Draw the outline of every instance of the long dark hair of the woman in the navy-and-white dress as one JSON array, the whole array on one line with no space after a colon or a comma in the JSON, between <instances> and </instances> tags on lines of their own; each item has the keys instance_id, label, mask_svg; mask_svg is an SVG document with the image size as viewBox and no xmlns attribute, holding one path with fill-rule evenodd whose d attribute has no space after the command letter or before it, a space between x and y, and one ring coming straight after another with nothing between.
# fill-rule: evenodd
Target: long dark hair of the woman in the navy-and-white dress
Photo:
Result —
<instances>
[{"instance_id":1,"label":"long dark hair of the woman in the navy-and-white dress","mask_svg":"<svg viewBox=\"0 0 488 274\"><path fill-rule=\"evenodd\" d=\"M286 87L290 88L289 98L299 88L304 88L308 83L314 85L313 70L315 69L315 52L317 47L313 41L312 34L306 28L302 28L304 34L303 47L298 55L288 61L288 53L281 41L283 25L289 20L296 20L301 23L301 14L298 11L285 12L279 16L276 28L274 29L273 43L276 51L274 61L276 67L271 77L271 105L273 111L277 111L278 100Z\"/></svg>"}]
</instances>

Task prompt – Starting at the first line of the data above, retype each line exactly until you reach the line containing "Target: long dark", and include that line too.

Written response –
Draw the outline of every instance of the long dark hair of the woman in the navy-and-white dress as one JSON array, the whole array on one line with no space after a colon or a comma in the JSON, between <instances> and </instances> tags on lines of their own; each item has the keys instance_id, label, mask_svg; mask_svg is an SVG document with the image size as viewBox and no xmlns attribute, holding one path with fill-rule evenodd whose d attribute has no space after the command letter or before it, a space between x and y, and one ring coming straight after another with nothing between.
# fill-rule: evenodd
Target: long dark hair of the woman in the navy-and-white dress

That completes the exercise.